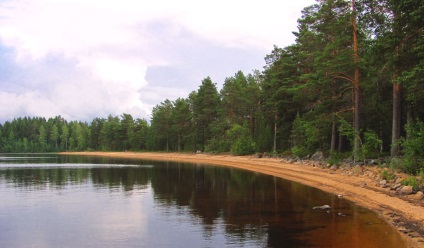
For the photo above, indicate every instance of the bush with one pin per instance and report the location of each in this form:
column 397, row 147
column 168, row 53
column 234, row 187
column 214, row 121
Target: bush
column 216, row 145
column 243, row 146
column 413, row 148
column 300, row 151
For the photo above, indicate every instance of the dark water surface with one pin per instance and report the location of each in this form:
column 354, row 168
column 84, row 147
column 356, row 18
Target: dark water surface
column 69, row 201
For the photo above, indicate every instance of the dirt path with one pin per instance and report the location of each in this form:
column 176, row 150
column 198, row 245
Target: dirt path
column 404, row 213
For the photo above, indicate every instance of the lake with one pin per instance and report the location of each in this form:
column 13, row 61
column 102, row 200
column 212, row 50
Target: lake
column 50, row 200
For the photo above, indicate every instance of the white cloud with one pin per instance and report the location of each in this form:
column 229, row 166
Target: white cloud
column 112, row 44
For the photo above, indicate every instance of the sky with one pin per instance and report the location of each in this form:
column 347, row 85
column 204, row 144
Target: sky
column 83, row 59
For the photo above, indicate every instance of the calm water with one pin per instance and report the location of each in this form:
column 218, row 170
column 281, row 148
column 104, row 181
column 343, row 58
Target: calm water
column 69, row 201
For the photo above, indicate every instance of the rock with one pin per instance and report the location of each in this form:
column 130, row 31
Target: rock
column 317, row 156
column 419, row 195
column 396, row 186
column 406, row 190
column 323, row 207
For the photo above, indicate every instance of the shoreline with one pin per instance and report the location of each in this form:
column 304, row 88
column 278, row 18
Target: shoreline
column 404, row 213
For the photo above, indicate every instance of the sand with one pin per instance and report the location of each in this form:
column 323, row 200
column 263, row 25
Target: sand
column 404, row 213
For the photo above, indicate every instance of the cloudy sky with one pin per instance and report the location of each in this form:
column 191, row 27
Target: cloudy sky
column 90, row 58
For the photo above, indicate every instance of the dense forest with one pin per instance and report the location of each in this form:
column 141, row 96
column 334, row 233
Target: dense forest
column 351, row 86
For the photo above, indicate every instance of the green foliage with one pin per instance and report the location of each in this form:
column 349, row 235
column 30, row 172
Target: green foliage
column 218, row 145
column 337, row 157
column 413, row 148
column 242, row 142
column 371, row 145
column 299, row 151
column 243, row 146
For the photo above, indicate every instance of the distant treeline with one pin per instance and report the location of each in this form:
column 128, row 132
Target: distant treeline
column 351, row 85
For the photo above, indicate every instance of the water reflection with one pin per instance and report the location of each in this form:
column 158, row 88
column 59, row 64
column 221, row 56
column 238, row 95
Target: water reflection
column 174, row 204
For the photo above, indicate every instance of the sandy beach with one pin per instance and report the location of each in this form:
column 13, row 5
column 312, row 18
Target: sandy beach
column 404, row 213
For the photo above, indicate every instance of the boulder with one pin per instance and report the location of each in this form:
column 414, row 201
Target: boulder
column 406, row 190
column 396, row 186
column 419, row 195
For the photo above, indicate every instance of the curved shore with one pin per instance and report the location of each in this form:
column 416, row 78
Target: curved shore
column 403, row 213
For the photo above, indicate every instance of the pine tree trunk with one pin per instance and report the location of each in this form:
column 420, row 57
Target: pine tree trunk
column 333, row 136
column 275, row 132
column 356, row 123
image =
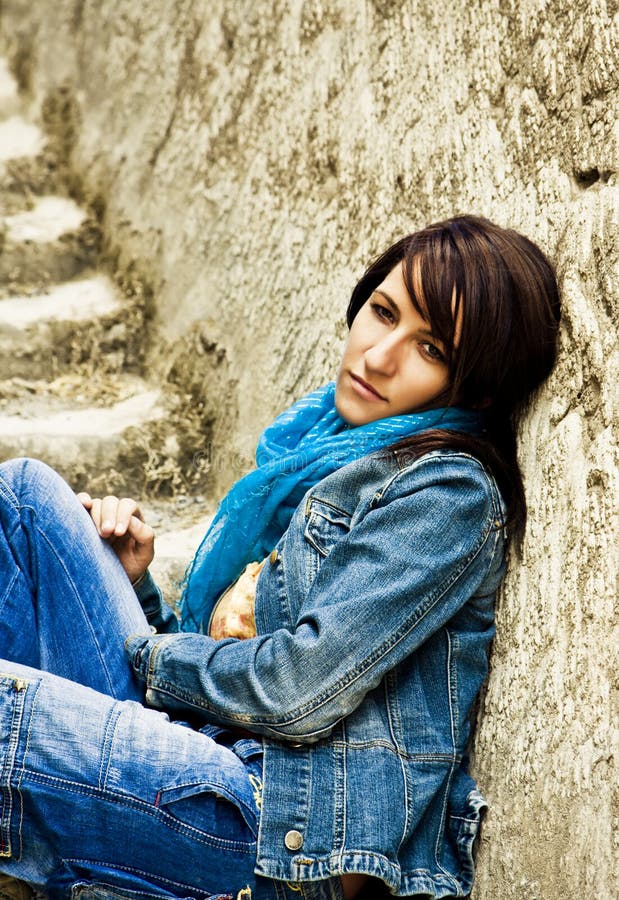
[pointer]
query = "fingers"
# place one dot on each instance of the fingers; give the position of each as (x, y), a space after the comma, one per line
(112, 515)
(140, 531)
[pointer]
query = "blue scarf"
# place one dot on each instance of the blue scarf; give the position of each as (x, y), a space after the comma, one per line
(301, 447)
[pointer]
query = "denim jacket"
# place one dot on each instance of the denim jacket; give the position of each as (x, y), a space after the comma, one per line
(374, 617)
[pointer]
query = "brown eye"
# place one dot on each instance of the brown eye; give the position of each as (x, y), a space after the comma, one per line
(382, 312)
(432, 352)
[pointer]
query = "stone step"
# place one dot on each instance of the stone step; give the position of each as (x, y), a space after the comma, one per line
(39, 333)
(83, 442)
(19, 138)
(53, 241)
(10, 101)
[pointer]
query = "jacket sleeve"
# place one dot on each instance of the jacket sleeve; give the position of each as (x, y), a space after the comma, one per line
(398, 576)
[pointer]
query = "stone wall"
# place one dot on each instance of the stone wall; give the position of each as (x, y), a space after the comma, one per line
(250, 157)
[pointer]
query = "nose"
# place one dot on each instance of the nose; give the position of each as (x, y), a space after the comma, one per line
(382, 357)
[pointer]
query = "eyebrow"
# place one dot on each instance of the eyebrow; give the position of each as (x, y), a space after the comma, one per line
(395, 309)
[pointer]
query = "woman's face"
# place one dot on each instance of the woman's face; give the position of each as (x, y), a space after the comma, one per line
(392, 363)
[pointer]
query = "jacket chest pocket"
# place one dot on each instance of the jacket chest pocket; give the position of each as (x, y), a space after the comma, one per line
(325, 525)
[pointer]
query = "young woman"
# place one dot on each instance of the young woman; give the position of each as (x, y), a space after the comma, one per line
(324, 754)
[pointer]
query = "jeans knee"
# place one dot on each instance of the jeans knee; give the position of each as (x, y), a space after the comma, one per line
(30, 478)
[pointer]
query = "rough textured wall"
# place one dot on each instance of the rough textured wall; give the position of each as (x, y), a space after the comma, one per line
(250, 156)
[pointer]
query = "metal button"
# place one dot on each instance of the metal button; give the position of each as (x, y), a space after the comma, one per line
(293, 840)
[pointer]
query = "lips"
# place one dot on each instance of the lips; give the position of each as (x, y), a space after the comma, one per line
(366, 390)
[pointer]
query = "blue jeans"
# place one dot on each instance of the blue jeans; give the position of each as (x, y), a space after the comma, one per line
(101, 797)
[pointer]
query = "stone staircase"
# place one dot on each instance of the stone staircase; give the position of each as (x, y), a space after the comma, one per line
(72, 386)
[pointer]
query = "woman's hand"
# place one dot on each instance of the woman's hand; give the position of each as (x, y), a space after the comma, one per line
(120, 523)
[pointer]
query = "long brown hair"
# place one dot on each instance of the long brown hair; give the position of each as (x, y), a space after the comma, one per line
(491, 298)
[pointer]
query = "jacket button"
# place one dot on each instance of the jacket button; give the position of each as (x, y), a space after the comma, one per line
(293, 840)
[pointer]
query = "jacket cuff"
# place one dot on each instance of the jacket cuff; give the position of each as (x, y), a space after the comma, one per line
(139, 648)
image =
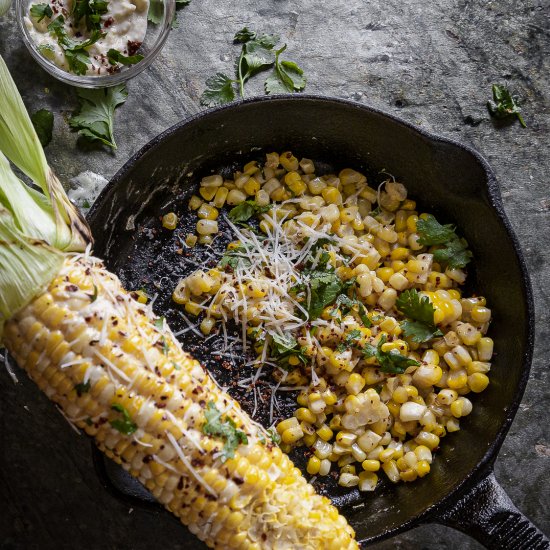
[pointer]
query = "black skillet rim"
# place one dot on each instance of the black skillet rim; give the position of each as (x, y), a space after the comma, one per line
(486, 463)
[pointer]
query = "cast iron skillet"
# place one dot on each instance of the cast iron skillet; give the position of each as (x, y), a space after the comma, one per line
(447, 178)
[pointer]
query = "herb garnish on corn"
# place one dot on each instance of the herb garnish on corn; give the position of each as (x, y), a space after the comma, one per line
(118, 373)
(352, 297)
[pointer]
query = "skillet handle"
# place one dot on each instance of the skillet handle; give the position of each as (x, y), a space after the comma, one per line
(487, 514)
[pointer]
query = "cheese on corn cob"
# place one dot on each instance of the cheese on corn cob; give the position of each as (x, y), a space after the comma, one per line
(118, 373)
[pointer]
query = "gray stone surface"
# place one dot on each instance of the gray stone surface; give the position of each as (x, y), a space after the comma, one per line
(431, 63)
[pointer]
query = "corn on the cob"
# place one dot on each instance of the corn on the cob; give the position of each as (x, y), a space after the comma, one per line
(118, 373)
(89, 345)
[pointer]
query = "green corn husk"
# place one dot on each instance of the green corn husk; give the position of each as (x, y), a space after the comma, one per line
(36, 228)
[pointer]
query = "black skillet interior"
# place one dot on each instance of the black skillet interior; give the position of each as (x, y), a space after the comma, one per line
(446, 179)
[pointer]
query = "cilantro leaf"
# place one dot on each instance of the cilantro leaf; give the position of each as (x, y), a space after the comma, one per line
(82, 388)
(283, 347)
(225, 429)
(219, 90)
(75, 51)
(43, 124)
(114, 57)
(244, 211)
(430, 231)
(124, 425)
(390, 361)
(234, 258)
(455, 254)
(243, 36)
(40, 11)
(420, 326)
(504, 104)
(349, 340)
(91, 11)
(94, 118)
(287, 76)
(416, 307)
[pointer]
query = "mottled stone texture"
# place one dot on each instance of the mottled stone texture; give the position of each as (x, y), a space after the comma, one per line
(431, 63)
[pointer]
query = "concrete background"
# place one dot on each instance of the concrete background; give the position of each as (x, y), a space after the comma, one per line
(432, 63)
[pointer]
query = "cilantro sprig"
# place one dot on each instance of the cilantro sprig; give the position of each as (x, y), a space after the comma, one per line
(91, 11)
(282, 348)
(95, 118)
(225, 429)
(390, 361)
(125, 424)
(42, 121)
(257, 55)
(454, 250)
(419, 326)
(504, 104)
(75, 50)
(246, 210)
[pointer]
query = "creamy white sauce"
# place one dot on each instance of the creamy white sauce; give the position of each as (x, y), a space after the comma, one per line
(124, 25)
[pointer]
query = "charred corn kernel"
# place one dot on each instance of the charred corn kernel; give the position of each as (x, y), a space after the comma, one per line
(400, 395)
(485, 349)
(193, 308)
(322, 449)
(446, 397)
(391, 470)
(179, 383)
(284, 425)
(408, 475)
(370, 465)
(325, 433)
(207, 227)
(252, 186)
(477, 382)
(355, 383)
(329, 397)
(348, 480)
(288, 161)
(313, 466)
(207, 212)
(422, 468)
(212, 181)
(191, 240)
(220, 196)
(305, 415)
(346, 439)
(170, 221)
(335, 422)
(453, 425)
(480, 314)
(457, 379)
(367, 481)
(235, 196)
(195, 202)
(411, 223)
(332, 196)
(291, 435)
(207, 324)
(207, 193)
(461, 407)
(141, 296)
(427, 439)
(478, 366)
(325, 467)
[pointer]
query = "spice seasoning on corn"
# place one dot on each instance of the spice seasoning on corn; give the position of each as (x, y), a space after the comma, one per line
(355, 295)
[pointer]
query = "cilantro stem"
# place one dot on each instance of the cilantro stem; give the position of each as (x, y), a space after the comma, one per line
(241, 79)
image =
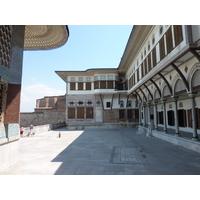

=======

## YOUR INSTRUCTIONS
In the listing above, locate the line containing "For the photo above, indicate every instance of the green" and the line containing "column 414, row 201". Transcribe those two lines and everything between them, exactly as written.

## RESULT
For the photo above, indicate every instance of the green foliage with one pin per instance and report the location of each in this form:
column 349, row 235
column 30, row 172
Target: green foliage
column 218, row 145
column 337, row 157
column 413, row 148
column 242, row 142
column 371, row 145
column 299, row 151
column 243, row 146
For the photo above, indicate every instance of the distant treeline with one pin per instance and report the location of each in this form:
column 128, row 132
Target: distant treeline
column 351, row 85
For the photo above, indicate every instance of the water reflection with one pin per instance and report the location of each in this form:
column 158, row 88
column 59, row 64
column 221, row 56
column 238, row 95
Target: water reflection
column 174, row 204
For the photo above, indicate every instance of the sandy beach with one pin per instance and report the location of each in this form:
column 13, row 5
column 312, row 18
Target: sandy beach
column 404, row 213
For the photo above, indicate every instance of the boulder with one pin per instance and report the location of each in this form:
column 414, row 201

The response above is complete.